Depuis juin 2021, Solid’Arté a intégré L’Association de l’hôtel social (Lhaso). Elle est désormais un des établissements de cette structure dédiée à l’insertion et à l’inclusion sociale qui regroupe plusieurs services, dont trois CHRS (centres d’hébergement et de réinsertion sociale), un accueil de jour et une crèche. « Cela nous a permis d’entrer dans la mouvance des acteurs de la solidarité et de montrer que nous aussi avons des artistes en insertion », note Marie-Noëlle. L’idée étant de les faire travailler auprès de publics fragiles des CHRS. Depuis fin mars, par exemple, un premier enregistrement du podcast « Démarches et des voix » a eu lieu au CHRS Bell’Aub de Lhaso, où sont accueillis des hommes. Ce rendez-vous avait été créé il y a déjà plusieurs mois pour mettre en avant des artistes de Solid’Arté. A l’origine du projet : Boris, peintre et auteur, Maxime, comédien et metteur en scène, et Nicolas, photographe et vidéaste, tous venus à Solid’Arté par le biais de l’étape diagnostic. Une bonne connexion les a aussi amenés à conjuguer leurs compétences. A leur actif, une vingtaine de rencontres en interne. Ou lors de la Biennale, à l’automne dernier.
« Interroger des artistes de Solid’Arté faisait déjà sens », résument les trois podcasteurs. Le CHRS Bell’Aub leur offre un premier contrat. « Nous sommes dans notre rôle d’artiste, dans un cadre où nous avons aussi un rôle social et celui de créer du lien. » Les histoires de vies qui se sont exprimées ici lors du premier rendez-vous les a passionnés. « Ces podcasteurs valorisent la parole de personnes atteintes dans leur estime de soi », constate Emilie Treynet. Cette animatrice et médiatrice culturelle à Lhaso y a découvert, pour sa part, des aspects de leurs parcours jamais dévoilés. « Des résidents voisins se découvrent en évoquant les belles choses qu’ils ont faites, des schémas se déconstruisent. » Le directeur général de Lhaso, Damien Delahaye, y voit une forme de pair-aidance qu’il veut encourager. « La culture et l’art sont de véritables outils d’insertion pour un public beaucoup plus large que le public artiste », affirme-t-il. Solid’arté compte bien diffuser ici aussi, son cercle vertueux.

● ● ● ●

Consigne —
Relevez, s'il vous plaît, toutes les personnes que le texte sur Solid'Arté désigne par leur prénom ou leur nom.

Données —
● ● ● ●

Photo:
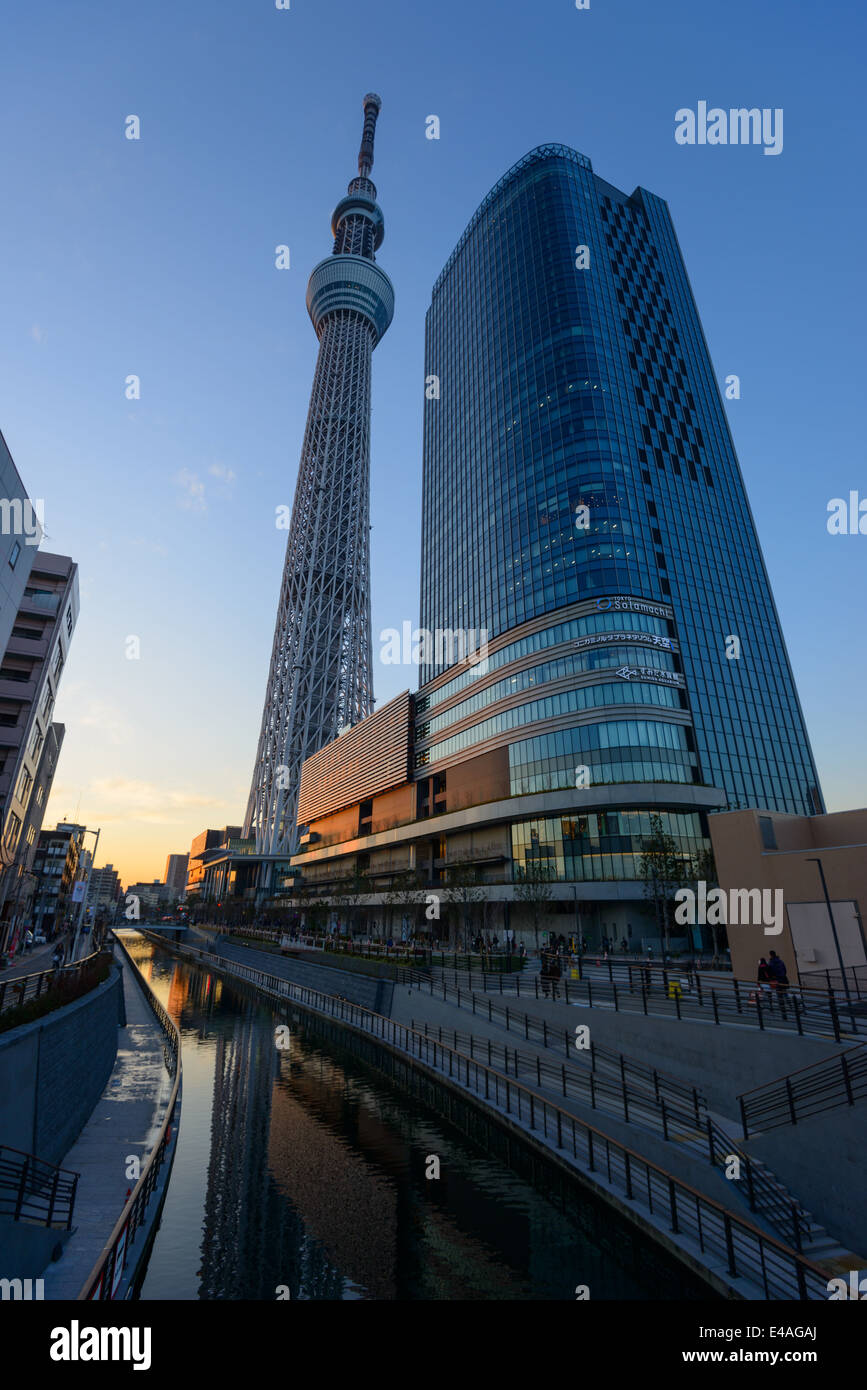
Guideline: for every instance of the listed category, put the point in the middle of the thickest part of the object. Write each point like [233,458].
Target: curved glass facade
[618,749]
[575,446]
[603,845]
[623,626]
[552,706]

● ● ● ●

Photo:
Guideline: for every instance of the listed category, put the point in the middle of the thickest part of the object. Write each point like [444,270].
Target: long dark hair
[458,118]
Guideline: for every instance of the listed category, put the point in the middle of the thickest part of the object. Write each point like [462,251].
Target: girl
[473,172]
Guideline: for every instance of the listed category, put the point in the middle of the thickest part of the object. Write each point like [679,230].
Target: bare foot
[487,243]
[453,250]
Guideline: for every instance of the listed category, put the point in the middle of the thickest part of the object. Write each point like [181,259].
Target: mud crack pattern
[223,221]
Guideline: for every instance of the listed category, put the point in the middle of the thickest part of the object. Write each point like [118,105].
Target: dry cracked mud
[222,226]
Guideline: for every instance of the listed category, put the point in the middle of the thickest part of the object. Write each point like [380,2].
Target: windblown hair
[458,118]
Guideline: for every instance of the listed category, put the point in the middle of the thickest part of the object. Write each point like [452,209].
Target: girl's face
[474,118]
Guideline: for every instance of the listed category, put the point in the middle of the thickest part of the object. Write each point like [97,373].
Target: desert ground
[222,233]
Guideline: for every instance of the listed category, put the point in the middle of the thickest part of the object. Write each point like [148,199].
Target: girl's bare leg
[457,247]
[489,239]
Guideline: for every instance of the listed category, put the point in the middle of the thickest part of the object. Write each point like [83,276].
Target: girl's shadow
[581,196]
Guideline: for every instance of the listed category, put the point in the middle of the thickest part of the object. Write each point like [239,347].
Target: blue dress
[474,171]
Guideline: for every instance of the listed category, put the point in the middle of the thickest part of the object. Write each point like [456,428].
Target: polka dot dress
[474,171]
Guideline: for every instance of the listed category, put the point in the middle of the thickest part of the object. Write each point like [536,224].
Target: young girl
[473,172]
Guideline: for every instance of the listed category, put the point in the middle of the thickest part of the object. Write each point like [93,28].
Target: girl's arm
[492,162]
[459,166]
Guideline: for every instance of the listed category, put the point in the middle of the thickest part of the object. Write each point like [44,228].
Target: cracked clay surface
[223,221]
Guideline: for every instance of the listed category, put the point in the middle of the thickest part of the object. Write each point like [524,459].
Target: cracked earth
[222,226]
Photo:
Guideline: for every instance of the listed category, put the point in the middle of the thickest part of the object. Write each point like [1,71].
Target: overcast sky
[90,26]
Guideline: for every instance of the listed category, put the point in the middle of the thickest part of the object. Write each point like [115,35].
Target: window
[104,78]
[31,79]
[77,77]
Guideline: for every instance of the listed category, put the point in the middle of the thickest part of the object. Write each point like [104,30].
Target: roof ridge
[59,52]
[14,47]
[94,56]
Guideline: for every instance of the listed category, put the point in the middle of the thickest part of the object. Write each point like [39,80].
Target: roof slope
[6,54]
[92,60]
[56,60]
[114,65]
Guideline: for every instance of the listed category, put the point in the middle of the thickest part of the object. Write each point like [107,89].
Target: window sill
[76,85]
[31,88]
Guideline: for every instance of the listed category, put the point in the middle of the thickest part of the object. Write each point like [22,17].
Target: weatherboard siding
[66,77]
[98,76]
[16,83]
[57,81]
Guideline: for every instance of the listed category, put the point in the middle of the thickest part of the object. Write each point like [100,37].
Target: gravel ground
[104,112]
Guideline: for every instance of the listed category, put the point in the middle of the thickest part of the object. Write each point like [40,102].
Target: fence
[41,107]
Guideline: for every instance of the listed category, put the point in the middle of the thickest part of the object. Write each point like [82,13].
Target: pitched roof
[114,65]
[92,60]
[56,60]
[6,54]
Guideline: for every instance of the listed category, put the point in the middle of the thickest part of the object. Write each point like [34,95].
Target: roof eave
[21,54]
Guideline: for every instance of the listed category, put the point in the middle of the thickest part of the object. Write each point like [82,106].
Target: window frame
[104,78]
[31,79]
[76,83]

● ● ● ●

Résultat —
- Marie-Noëlle
- Boris
- Maxime
- Nicolas
- Emilie Treynet
- Damien Delahaye